- _Required task_: Please quote every one of the entries below word for word, leaving the pictures out of your answer.

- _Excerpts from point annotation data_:
▬▬▬▬▬▬▬▬▬▬

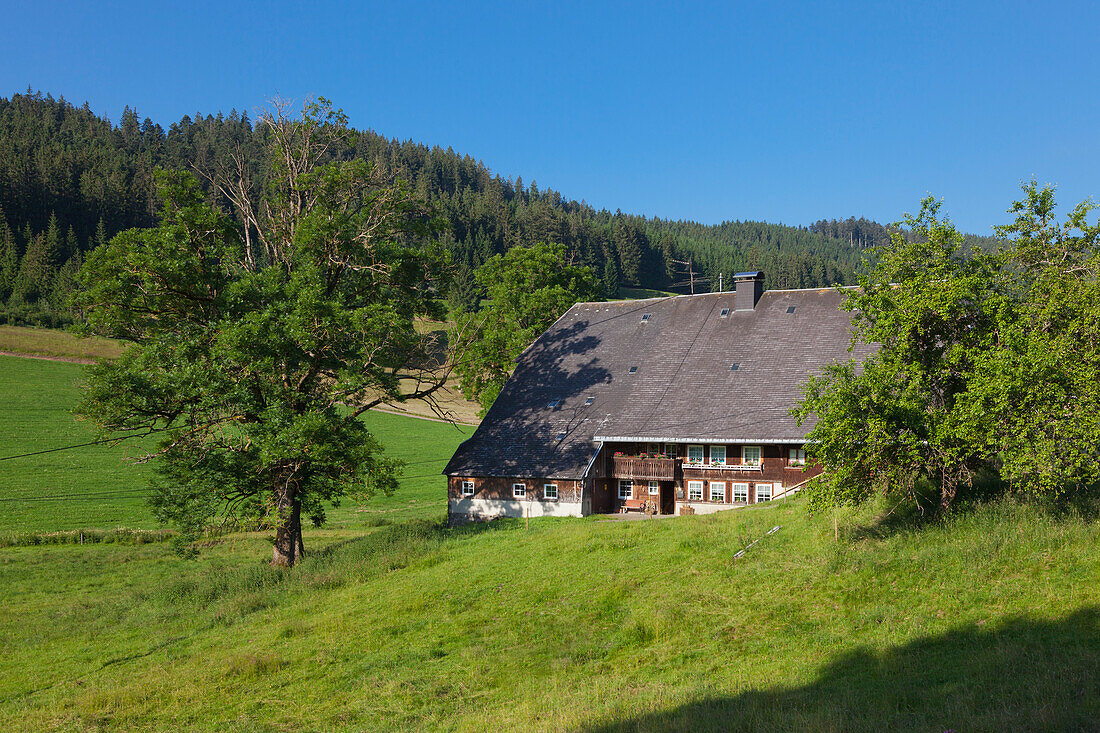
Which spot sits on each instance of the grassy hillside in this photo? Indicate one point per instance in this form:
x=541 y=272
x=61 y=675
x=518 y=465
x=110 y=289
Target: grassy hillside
x=988 y=621
x=56 y=343
x=98 y=487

▬▬▬▬▬▬▬▬▬▬

- _Worked solution_:
Which spot sits on each instance of the grassy hillside in this photo? Indicate one point per instance in this form:
x=541 y=272
x=61 y=675
x=518 y=465
x=110 y=289
Target: grassy hillside
x=988 y=621
x=56 y=343
x=98 y=487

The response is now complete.